> [Work instruction] Exactly reproduce the lines from the line that has "Input query: wooden cabinet" down to the last line of the entries, inclusive.

═══ Given entries ═══

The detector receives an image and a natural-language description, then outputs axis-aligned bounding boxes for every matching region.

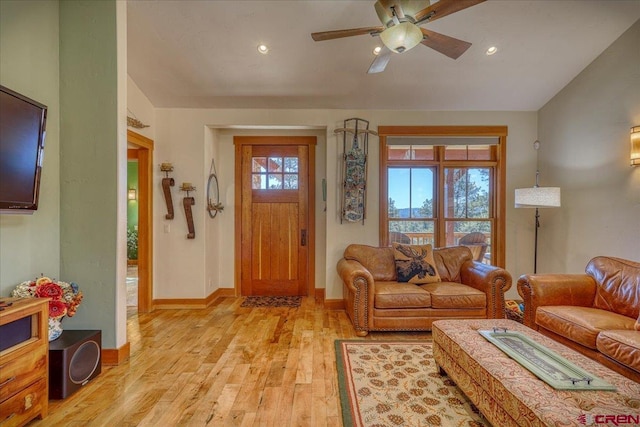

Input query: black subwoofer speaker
[49,330,102,399]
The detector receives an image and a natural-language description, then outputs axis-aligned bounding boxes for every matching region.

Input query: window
[380,127,507,267]
[252,156,299,189]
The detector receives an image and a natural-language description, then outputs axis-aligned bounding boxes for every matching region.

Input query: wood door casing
[235,136,316,297]
[127,130,153,312]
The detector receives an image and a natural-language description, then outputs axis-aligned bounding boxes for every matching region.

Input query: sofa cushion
[419,282,485,309]
[374,282,432,309]
[432,246,473,282]
[392,243,441,284]
[344,244,396,281]
[536,306,636,349]
[586,256,640,319]
[596,330,640,373]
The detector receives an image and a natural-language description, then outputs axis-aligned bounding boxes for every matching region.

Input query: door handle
[301,229,307,247]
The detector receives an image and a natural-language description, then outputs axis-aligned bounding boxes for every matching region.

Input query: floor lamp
[515,171,561,274]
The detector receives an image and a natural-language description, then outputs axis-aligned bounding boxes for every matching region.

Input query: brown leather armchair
[337,244,512,336]
[517,256,640,381]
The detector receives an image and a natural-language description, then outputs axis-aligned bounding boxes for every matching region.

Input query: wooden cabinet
[0,298,48,426]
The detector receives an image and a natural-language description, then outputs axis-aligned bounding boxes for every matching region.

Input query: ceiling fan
[311,0,485,74]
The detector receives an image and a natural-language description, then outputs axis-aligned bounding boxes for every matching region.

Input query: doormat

═══

> [Result of the task]
Input query: wooden cabinet
[0,298,48,426]
The detector receives an image and a natural-language description, then outputs axis-aligned bounding boxes for every matching region.

Input query: ceiling fan
[311,0,485,74]
The detector receives an image and a natural-language description, then outputs axis-aligned bounding boxes for every matching region.

Input query: doormat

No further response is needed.